(Суть задания):
Пожалуйста, процитируйте все приведённые ниже позиции целиком, не меняя в них ни одного символа.

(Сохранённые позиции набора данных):
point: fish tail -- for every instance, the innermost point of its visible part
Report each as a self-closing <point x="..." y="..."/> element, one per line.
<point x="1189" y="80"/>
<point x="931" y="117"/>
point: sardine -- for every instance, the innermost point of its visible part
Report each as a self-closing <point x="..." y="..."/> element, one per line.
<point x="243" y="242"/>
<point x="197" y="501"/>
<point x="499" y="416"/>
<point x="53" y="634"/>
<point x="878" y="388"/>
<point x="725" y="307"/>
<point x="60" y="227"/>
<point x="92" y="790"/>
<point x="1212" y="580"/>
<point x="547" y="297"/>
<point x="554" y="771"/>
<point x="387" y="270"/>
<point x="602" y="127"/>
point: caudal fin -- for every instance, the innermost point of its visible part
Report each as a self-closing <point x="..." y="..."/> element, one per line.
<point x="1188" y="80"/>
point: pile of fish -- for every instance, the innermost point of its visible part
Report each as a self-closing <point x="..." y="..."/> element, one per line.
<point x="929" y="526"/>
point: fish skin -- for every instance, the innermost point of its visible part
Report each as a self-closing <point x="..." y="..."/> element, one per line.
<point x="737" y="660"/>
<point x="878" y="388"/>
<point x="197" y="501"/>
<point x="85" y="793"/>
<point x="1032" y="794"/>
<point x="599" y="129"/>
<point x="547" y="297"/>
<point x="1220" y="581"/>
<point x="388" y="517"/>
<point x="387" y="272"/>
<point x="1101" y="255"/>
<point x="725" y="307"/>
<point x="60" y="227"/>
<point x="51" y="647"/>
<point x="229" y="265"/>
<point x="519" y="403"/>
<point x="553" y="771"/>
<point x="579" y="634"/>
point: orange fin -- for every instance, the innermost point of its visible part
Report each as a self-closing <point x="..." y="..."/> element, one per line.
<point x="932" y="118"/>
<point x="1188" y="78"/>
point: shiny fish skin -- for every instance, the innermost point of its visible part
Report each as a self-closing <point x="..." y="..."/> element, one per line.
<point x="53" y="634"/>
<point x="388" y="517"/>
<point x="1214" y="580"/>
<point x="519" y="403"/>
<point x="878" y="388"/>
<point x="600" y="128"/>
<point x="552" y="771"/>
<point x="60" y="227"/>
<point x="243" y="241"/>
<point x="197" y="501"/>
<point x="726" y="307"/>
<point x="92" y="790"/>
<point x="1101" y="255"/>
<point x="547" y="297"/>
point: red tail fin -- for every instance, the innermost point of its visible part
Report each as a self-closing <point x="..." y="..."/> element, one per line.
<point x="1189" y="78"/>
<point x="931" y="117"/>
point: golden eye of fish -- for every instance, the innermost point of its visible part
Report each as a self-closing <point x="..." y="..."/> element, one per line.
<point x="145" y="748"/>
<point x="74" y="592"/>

(Ответ на задание):
point: fish tail -- for every instance, the innermost point of its visible part
Report each as a self-closing <point x="..." y="..."/> element, one per line.
<point x="1189" y="80"/>
<point x="931" y="117"/>
point: sardine -- for every instance, the innermost point of its visible part
Report each as a self-closing <point x="..." y="..."/> element, one per line.
<point x="243" y="242"/>
<point x="197" y="501"/>
<point x="499" y="416"/>
<point x="53" y="634"/>
<point x="878" y="388"/>
<point x="725" y="307"/>
<point x="60" y="227"/>
<point x="92" y="790"/>
<point x="1212" y="580"/>
<point x="547" y="297"/>
<point x="554" y="771"/>
<point x="387" y="270"/>
<point x="602" y="127"/>
point: caudal fin -- for every instance, the innermost point of its visible part
Report each as a self-closing <point x="..." y="..."/> element, one per line.
<point x="1188" y="80"/>
point: pile of fish -- for every instance, the innermost point of its visible part
Report each as a self-closing <point x="..." y="..."/> element, one per line.
<point x="929" y="526"/>
point: fish skin -- for every instance, the innermost point of its visible part
Report each as a self-closing <point x="..." y="..."/> element, one per line.
<point x="737" y="660"/>
<point x="878" y="388"/>
<point x="197" y="501"/>
<point x="85" y="793"/>
<point x="1032" y="794"/>
<point x="599" y="129"/>
<point x="547" y="297"/>
<point x="1220" y="581"/>
<point x="388" y="517"/>
<point x="387" y="272"/>
<point x="1101" y="255"/>
<point x="725" y="307"/>
<point x="60" y="227"/>
<point x="51" y="647"/>
<point x="229" y="265"/>
<point x="519" y="403"/>
<point x="553" y="771"/>
<point x="579" y="634"/>
point: orange fin -- for every instance, the innermost point of its visible part
Report each as a self-closing <point x="..." y="..."/> element, one per line.
<point x="932" y="118"/>
<point x="1188" y="78"/>
point: shiny fish skin -- for every instance, the innermost point of its visible part
Report each as a self-closing <point x="..." y="..."/> element, one per line.
<point x="53" y="634"/>
<point x="388" y="517"/>
<point x="1214" y="580"/>
<point x="519" y="403"/>
<point x="878" y="388"/>
<point x="600" y="128"/>
<point x="552" y="771"/>
<point x="60" y="227"/>
<point x="243" y="241"/>
<point x="197" y="501"/>
<point x="726" y="307"/>
<point x="92" y="790"/>
<point x="1101" y="255"/>
<point x="547" y="297"/>
point: red tail fin -- for every instance, the innermost point of its visible part
Report each as a self-closing <point x="..." y="..."/> element, one per line.
<point x="1189" y="78"/>
<point x="931" y="117"/>
point: golden eye of fish -- for every instance, the innermost point of its visible part
Report each as a self-closing <point x="..." y="..."/> element, one per line.
<point x="145" y="748"/>
<point x="74" y="592"/>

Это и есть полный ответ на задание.